* EXERCISE INSTRUCTIONS
Reproduce each of the following lines verbatim, without altering, omitting, or adding anything.

* ENTRIES SHOWN

########

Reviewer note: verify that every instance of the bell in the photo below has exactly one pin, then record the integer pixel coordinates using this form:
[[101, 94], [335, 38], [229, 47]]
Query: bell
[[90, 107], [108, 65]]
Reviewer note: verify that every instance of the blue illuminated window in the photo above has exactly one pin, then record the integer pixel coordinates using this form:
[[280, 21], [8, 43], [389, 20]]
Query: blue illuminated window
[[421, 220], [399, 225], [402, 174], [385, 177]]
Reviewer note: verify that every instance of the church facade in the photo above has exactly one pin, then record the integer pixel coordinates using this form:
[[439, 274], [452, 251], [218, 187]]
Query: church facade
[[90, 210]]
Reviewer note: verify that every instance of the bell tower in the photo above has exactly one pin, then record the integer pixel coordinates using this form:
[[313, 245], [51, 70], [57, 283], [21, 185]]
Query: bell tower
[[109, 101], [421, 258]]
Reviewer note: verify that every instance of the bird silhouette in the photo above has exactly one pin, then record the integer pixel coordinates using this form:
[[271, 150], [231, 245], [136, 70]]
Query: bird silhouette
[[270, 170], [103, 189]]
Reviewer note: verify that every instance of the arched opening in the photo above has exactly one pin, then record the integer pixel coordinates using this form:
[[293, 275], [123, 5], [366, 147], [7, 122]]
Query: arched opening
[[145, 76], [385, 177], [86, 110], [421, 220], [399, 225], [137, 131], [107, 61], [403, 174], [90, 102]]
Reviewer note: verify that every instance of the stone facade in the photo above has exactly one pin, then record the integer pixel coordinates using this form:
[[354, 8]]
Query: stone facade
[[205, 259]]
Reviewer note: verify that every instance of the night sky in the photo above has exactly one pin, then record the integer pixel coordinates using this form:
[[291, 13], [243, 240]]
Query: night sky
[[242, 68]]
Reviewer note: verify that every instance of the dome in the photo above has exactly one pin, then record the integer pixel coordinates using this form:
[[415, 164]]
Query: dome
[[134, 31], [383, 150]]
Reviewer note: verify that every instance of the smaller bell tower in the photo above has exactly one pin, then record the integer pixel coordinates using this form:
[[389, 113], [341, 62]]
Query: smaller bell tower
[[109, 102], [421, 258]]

########

* TASK RESULT
Reviewer note: verify that every instance of the bell in the photo below has exactly one pin, then record the integer pixel coordinates using this form:
[[101, 94], [335, 38], [229, 47]]
Query: bell
[[90, 107], [108, 65]]
Reviewer note: verify that every instance of the blue illuminated window in the photo above has exactly one pin, then record the integer pixel coordinates using this form:
[[280, 21], [8, 43], [389, 20]]
Query: blue illuminated window
[[421, 220], [399, 225], [402, 174], [385, 177]]
Reviewer note: verify that every instance of the church facade in the photo above has exactly one pin, then record the integer pixel coordinates using this form:
[[439, 274], [452, 251], [218, 187]]
Query: church facade
[[90, 210]]
Reviewer note: verify that every instance of the bell tower in the photo above has exactly one pin, then record the integer pixel coordinates using this form:
[[313, 245], [51, 70], [57, 283], [21, 185]]
Query: bell tower
[[109, 101], [421, 258]]
Reviewer note: verify that every instance of the bird silhouette in the photo above has exactly one pin, then record the integer pixel coordinates using this form:
[[271, 150], [231, 245], [136, 70]]
Query: bird silhouette
[[270, 170], [103, 189]]
Reviewer note: verify that every instance of the arched opening in the photo above has exactly one pin, then record the integer pixel coordinates using this form:
[[293, 275], [123, 5], [366, 147], [7, 122]]
Query: arched opening
[[145, 76], [385, 177], [86, 110], [421, 220], [399, 225], [137, 131], [107, 61], [403, 174], [90, 102]]
Reviewer note: verify that every instance of the stone facade in the photo above has exactly one pin, then record the integer pixel coordinates using this form:
[[354, 8]]
Query: stone facade
[[205, 259]]
Reviewer note: verify that every instance of the night sky in the photo above has exactly one pin, then record the integer pixel coordinates using this form:
[[291, 13], [243, 240]]
Query: night sky
[[242, 68]]
Reviewer note: verify that every instance of the dome in the photo above has exactly one pin, then record the integer pixel coordinates using this form:
[[415, 164]]
Query: dome
[[134, 31], [383, 150]]
Reviewer note: verify that every instance of the smaller bell tower in the photo above has exactly one pin, then record the integer pixel coordinates using this form:
[[389, 113], [341, 62]]
Query: smaller bell tower
[[109, 102], [421, 258]]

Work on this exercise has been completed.